:: Goal ::
Turn every line of the material below into a numbered list, skipping blank lines and leaving out the pictures.

(Part of a data file)
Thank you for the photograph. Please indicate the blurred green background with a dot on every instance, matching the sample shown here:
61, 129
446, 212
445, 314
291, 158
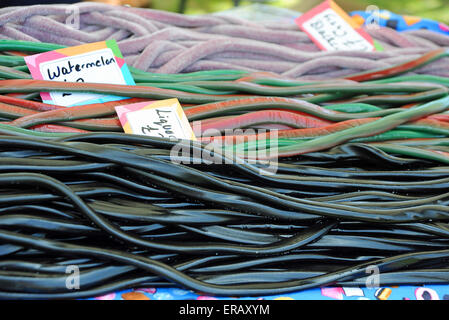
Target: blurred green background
432, 9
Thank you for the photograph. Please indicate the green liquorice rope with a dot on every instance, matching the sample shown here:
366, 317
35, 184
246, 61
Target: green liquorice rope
367, 129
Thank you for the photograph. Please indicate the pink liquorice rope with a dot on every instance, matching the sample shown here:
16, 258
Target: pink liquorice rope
167, 42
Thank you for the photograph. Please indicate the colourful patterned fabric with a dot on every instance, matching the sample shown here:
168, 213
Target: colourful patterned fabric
398, 22
430, 292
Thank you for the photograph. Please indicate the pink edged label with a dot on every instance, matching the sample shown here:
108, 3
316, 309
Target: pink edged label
162, 118
331, 29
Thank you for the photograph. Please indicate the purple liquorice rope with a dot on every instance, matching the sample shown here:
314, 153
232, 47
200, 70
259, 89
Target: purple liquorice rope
166, 42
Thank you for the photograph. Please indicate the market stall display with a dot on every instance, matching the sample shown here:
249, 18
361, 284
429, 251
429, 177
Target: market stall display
359, 141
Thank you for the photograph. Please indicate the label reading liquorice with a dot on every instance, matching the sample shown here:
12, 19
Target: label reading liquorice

:: Output for this exercise ::
1. Thank you for the photograph. Please indicate the blurred green background with a dot on every instance, matching the sample shown here:
2. 61, 129
3. 446, 212
4. 445, 314
5. 291, 158
6. Target: blurred green background
7. 432, 9
8. Thank you for the photograph. Please indicate the green liquorice rope with a dot on every instance, matching the sample shown here:
9. 366, 317
10. 35, 184
11. 246, 61
12. Target: green liquorice rope
13. 367, 129
14. Thank you for the photograph. Please indicate the pink liquorice rope with a dot on every instance, matching the sample shown here:
15. 16, 258
16. Target: pink liquorice rope
17. 167, 42
18. Thank you for the photograph. Please indicate the colourful patterned fabric with a dot on every instance, matching the sample shown here:
19. 168, 213
20. Target: colourful patterned fabric
21. 398, 22
22. 430, 292
23. Thank you for the photograph. Please indicate the pink edged label with a dot on every instance, matching the sample shown here:
24. 108, 3
25. 316, 309
26. Target: pink edged label
27. 162, 118
28. 331, 29
29. Thank you for the photograph. Please indicate the purple liquorice rope with a dot on every instance, matching the sample shown here:
30. 314, 153
31. 232, 47
32. 200, 70
33. 259, 89
34. Target: purple liquorice rope
35. 166, 42
36. Thank you for the photograph. Please indicate the market stall display with a dot on every instance, matching the sample shown here:
37. 249, 18
38. 361, 284
39. 429, 251
40. 429, 177
41. Target: market stall display
42. 359, 141
43. Thank you for the photograph. Please indicate the label reading liquorice with a dot on every instance, matching the sample shown here:
44. 12, 19
45. Target: label reading liquorice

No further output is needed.